Write the records out again, unchanged.

EXERCISE INPUTS »
Segment Open
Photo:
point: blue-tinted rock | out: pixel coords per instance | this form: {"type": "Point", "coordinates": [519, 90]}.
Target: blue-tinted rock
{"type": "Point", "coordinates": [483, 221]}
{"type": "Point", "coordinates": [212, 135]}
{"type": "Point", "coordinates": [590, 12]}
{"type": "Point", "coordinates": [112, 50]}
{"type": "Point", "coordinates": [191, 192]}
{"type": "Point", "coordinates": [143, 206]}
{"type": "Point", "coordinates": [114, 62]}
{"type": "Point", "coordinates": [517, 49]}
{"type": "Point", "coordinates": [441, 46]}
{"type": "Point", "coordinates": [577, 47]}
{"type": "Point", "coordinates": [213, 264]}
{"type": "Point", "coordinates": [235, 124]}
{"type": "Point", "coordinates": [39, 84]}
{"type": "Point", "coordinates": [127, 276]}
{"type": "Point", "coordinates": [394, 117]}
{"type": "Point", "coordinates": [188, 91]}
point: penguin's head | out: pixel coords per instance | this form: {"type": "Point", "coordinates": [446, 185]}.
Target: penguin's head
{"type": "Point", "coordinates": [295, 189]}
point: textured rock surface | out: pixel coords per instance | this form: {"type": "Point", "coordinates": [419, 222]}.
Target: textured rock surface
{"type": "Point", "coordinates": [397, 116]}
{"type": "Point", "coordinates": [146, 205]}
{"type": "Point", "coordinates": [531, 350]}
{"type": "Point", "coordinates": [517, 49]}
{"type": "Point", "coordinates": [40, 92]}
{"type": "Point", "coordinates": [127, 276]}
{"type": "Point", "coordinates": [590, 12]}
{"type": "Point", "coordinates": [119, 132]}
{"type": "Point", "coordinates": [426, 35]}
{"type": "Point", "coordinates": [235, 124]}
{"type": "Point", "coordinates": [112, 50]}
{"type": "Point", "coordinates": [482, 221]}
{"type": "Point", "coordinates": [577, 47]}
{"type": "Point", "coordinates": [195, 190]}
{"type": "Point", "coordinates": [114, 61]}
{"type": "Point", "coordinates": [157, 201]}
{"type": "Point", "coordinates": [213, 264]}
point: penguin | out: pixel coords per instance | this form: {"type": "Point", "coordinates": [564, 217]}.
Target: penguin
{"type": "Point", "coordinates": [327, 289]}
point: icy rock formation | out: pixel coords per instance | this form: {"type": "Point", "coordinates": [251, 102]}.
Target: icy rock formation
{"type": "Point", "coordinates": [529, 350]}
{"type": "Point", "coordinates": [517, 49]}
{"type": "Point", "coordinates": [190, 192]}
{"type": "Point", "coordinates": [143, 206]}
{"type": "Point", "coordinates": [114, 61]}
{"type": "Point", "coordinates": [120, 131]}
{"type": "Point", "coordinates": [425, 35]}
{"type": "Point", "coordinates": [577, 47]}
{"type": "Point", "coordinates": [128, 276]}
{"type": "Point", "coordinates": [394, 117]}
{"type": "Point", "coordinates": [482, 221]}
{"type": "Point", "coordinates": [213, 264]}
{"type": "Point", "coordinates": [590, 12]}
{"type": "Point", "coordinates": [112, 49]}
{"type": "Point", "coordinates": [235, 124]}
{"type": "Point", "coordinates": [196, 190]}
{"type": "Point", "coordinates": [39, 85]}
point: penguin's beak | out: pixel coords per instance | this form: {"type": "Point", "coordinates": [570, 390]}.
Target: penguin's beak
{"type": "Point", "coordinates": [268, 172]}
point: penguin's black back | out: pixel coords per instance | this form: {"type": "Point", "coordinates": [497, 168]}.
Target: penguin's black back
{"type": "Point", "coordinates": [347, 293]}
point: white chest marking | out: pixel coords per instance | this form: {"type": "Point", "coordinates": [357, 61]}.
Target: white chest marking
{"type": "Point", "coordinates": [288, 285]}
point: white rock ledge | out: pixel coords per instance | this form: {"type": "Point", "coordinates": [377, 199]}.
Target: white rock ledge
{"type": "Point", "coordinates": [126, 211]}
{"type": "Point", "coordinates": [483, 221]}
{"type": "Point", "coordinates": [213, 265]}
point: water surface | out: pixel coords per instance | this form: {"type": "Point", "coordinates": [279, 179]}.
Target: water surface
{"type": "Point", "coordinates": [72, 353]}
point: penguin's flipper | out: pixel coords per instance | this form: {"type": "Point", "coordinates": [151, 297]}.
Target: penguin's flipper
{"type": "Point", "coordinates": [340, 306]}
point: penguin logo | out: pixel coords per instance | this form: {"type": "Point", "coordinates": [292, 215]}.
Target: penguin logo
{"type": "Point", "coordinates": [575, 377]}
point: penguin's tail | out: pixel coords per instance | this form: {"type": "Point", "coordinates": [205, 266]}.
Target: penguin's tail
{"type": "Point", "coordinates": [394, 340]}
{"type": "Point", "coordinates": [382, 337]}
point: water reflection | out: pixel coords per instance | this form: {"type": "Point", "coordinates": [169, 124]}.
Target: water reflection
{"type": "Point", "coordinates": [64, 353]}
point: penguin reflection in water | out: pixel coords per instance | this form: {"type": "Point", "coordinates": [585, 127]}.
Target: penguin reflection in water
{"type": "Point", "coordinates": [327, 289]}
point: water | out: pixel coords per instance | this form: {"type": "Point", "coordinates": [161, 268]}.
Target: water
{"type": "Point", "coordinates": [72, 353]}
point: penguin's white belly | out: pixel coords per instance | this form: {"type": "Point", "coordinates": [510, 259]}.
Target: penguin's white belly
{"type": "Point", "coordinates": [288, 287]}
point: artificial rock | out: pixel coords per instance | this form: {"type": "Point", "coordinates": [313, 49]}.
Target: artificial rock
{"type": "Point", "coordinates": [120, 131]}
Segment Closed
EXERCISE SOLUTION »
Photo:
point: blue-tinted rock | out: pixel coords per instance | this form: {"type": "Point", "coordinates": [519, 90]}.
Target: blue-tinted rock
{"type": "Point", "coordinates": [483, 221]}
{"type": "Point", "coordinates": [212, 135]}
{"type": "Point", "coordinates": [590, 12]}
{"type": "Point", "coordinates": [112, 50]}
{"type": "Point", "coordinates": [191, 192]}
{"type": "Point", "coordinates": [143, 206]}
{"type": "Point", "coordinates": [114, 62]}
{"type": "Point", "coordinates": [517, 49]}
{"type": "Point", "coordinates": [441, 46]}
{"type": "Point", "coordinates": [577, 47]}
{"type": "Point", "coordinates": [213, 264]}
{"type": "Point", "coordinates": [235, 124]}
{"type": "Point", "coordinates": [39, 84]}
{"type": "Point", "coordinates": [127, 276]}
{"type": "Point", "coordinates": [394, 117]}
{"type": "Point", "coordinates": [188, 91]}
point: penguin's head | out: pixel coords per instance | this form: {"type": "Point", "coordinates": [446, 185]}.
Target: penguin's head
{"type": "Point", "coordinates": [295, 189]}
point: textured rock surface | out: pixel coords per instance | this form: {"type": "Point", "coordinates": [419, 222]}.
Target: textured rock surface
{"type": "Point", "coordinates": [397, 116]}
{"type": "Point", "coordinates": [146, 205]}
{"type": "Point", "coordinates": [531, 350]}
{"type": "Point", "coordinates": [517, 49]}
{"type": "Point", "coordinates": [40, 92]}
{"type": "Point", "coordinates": [127, 276]}
{"type": "Point", "coordinates": [590, 12]}
{"type": "Point", "coordinates": [119, 132]}
{"type": "Point", "coordinates": [426, 35]}
{"type": "Point", "coordinates": [235, 124]}
{"type": "Point", "coordinates": [112, 50]}
{"type": "Point", "coordinates": [482, 221]}
{"type": "Point", "coordinates": [577, 47]}
{"type": "Point", "coordinates": [195, 190]}
{"type": "Point", "coordinates": [114, 61]}
{"type": "Point", "coordinates": [157, 201]}
{"type": "Point", "coordinates": [213, 264]}
point: penguin | out: pixel coords per instance | this form: {"type": "Point", "coordinates": [564, 217]}.
Target: penguin
{"type": "Point", "coordinates": [327, 289]}
point: icy rock formation | out: pixel coords per instance | this form: {"type": "Point", "coordinates": [251, 102]}.
Target: icy rock formation
{"type": "Point", "coordinates": [529, 350]}
{"type": "Point", "coordinates": [517, 49]}
{"type": "Point", "coordinates": [190, 192]}
{"type": "Point", "coordinates": [143, 206]}
{"type": "Point", "coordinates": [114, 61]}
{"type": "Point", "coordinates": [120, 131]}
{"type": "Point", "coordinates": [425, 35]}
{"type": "Point", "coordinates": [577, 47]}
{"type": "Point", "coordinates": [128, 276]}
{"type": "Point", "coordinates": [394, 117]}
{"type": "Point", "coordinates": [482, 221]}
{"type": "Point", "coordinates": [213, 264]}
{"type": "Point", "coordinates": [590, 12]}
{"type": "Point", "coordinates": [112, 49]}
{"type": "Point", "coordinates": [235, 124]}
{"type": "Point", "coordinates": [196, 190]}
{"type": "Point", "coordinates": [39, 85]}
point: penguin's beak | out: pixel coords per instance | this form: {"type": "Point", "coordinates": [570, 390]}.
Target: penguin's beak
{"type": "Point", "coordinates": [268, 172]}
point: penguin's black back | out: pixel coords per instance | this form: {"type": "Point", "coordinates": [497, 168]}.
Target: penguin's black back
{"type": "Point", "coordinates": [347, 293]}
point: white chest marking | out: pixel coords per instance | this form: {"type": "Point", "coordinates": [357, 61]}.
Target: white chest marking
{"type": "Point", "coordinates": [288, 285]}
point: white rock ledge | out: pixel coords per instance | this form: {"type": "Point", "coordinates": [377, 199]}.
Target: white rock ledge
{"type": "Point", "coordinates": [126, 211]}
{"type": "Point", "coordinates": [483, 221]}
{"type": "Point", "coordinates": [213, 265]}
point: water surface | out: pixel coords per instance | this form: {"type": "Point", "coordinates": [279, 179]}.
Target: water surface
{"type": "Point", "coordinates": [72, 353]}
point: penguin's flipper | out: pixel coords per instance | this form: {"type": "Point", "coordinates": [151, 297]}.
Target: penguin's flipper
{"type": "Point", "coordinates": [340, 306]}
point: penguin logo | out: pixel coords per instance | this form: {"type": "Point", "coordinates": [292, 215]}.
Target: penguin logo
{"type": "Point", "coordinates": [575, 377]}
point: penguin's tail | out: pixel coords per instance | this form: {"type": "Point", "coordinates": [205, 266]}.
Target: penguin's tail
{"type": "Point", "coordinates": [394, 340]}
{"type": "Point", "coordinates": [382, 337]}
point: water reflection | out: pixel coords per instance | this form: {"type": "Point", "coordinates": [169, 124]}.
Target: water reflection
{"type": "Point", "coordinates": [64, 353]}
point: penguin reflection in water | out: pixel coords per instance | this form: {"type": "Point", "coordinates": [585, 127]}.
Target: penguin reflection in water
{"type": "Point", "coordinates": [327, 289]}
point: water | out: pixel coords per instance | this form: {"type": "Point", "coordinates": [161, 268]}.
Target: water
{"type": "Point", "coordinates": [72, 353]}
point: penguin's white belly | out: pixel coords per instance | this form: {"type": "Point", "coordinates": [510, 259]}.
Target: penguin's white belly
{"type": "Point", "coordinates": [288, 287]}
point: artificial rock | out: pixel coords per instance | this form: {"type": "Point", "coordinates": [313, 49]}.
Target: artificial rock
{"type": "Point", "coordinates": [120, 131]}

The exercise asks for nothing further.